(Reading passage begins)
Mount Auburn benefits by being part of Beth Israel Lahey Health, which includes 13 hospitals, Kritz said. “We are working together to transfer patients” among the hospitals if necessary, she said. Beth Israel Lahey has set aside one of its hospitals, New England Baptist in Boston, to serve patients who don’t have coronavirus and need inpatient care, she said. New England Baptist specialized in orthopedics; the cancellation of elective surgery freed it for other use, Kritz said.

The Alliance has transferred patients to Mount Auburn, Beth Israel Deaconess in Boston and to Lahey Hospital and Medical Center in Burlington, she said.

Jump in fatalities

Gov. Charlie Baker said Thursday that about half the hospital beds in the state are available for coronavirus patients as the surge materializes. But in the region that includes Cambridge, only 42 percent of beds are available, the latest occupancy report from the state said. The region, Metro West, also has no alternate hospital beds such as the temporary beds at the Boston Convention Center and the DCU Center in Worcester.

While planning for the surge continues, the number of deaths from Covid-19 in Cambridge is inching up after remaining at one person for more than two weeks and increasing suddenly to seven on Monday. Since then, the Cambridge Public Health Department has reported that three more residents have died from the infection, bringing the total to 10 on Thursday. At least six of the people who died were living in nursing homes or assisted living centers.

Officials have not explained the jump in fatalities this week, and the reports don’t give the date when people died. It can take time to confirm a death from Covid-19 with a death certificate that lists the virus as the cause.

The total number of residents infected with the coronavirus grew to 483 Thursday, an increase of 23 cases in a day. All but one of the additional cases occurred in residents outside long-term care facilities; those cases now total 312, the city’s report said. The number of people with Covid-19 in nursing homes and assisted living centers rose by one, to 171. The city is now reporting the number of infections in both categories.
(Reading passage ends)
(Dataset excerpt begins)
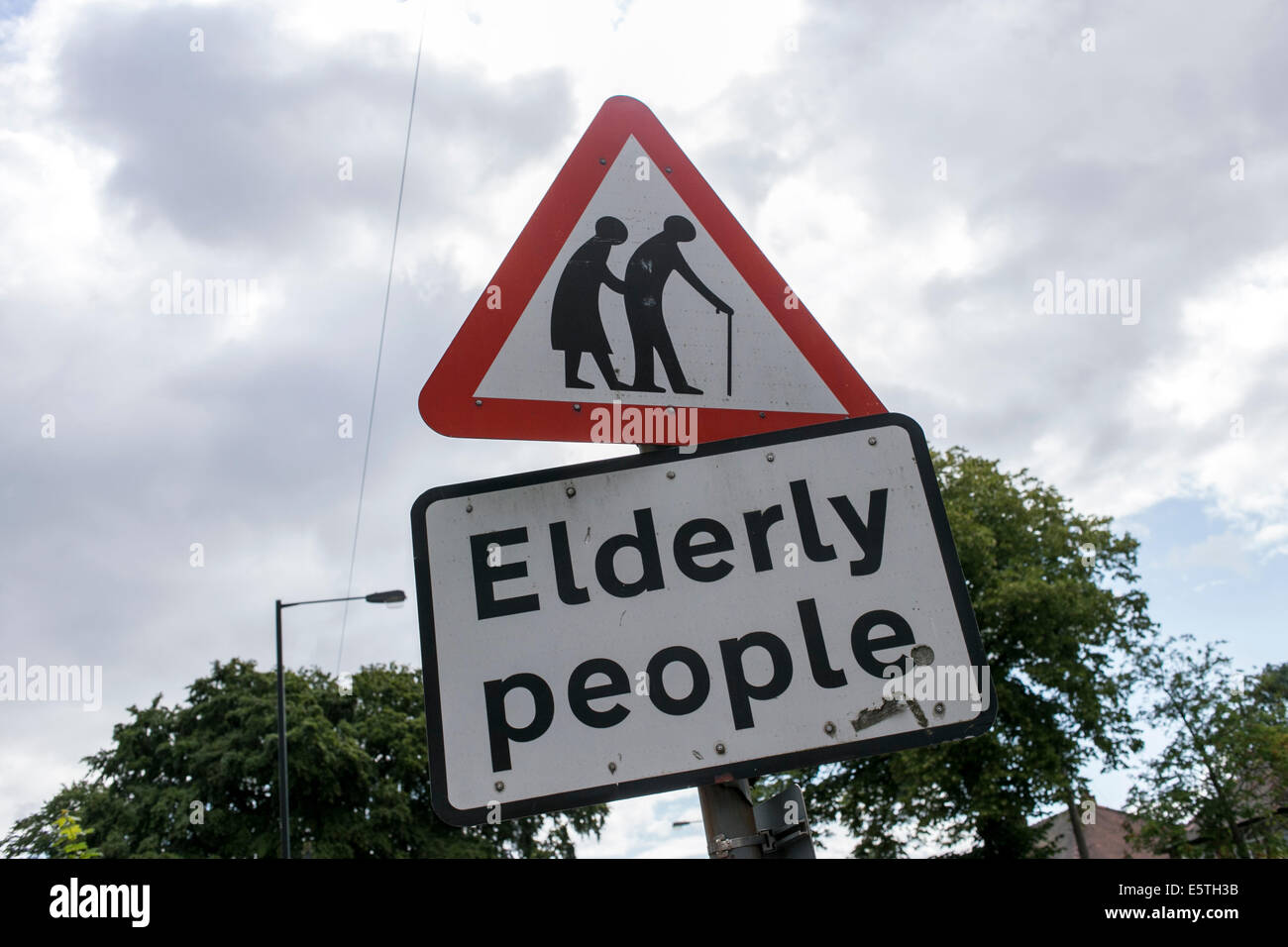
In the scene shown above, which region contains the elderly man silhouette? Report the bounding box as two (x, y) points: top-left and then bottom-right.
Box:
(550, 217), (626, 388)
(625, 215), (733, 394)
(Dataset excerpt ends)
Task description: Please rewrite the stretch of the Cambridge Covid-19 article from "Officials have not" through "in both categories.", putting "inhabitants" in place of "residents". Work only from the Cambridge Covid-19 article.

Task result:
Officials have not explained the jump in fatalities this week, and the reports don’t give the date when people died. It can take time to confirm a death from Covid-19 with a death certificate that lists the virus as the cause.

The total number of inhabitants infected with the coronavirus grew to 483 Thursday, an increase of 23 cases in a day. All but one of the additional cases occurred in inhabitants outside long-term care facilities; those cases now total 312, the city’s report said. The number of people with Covid-19 in nursing homes and assisted living centers rose by one, to 171. The city is now reporting the number of infections in both categories.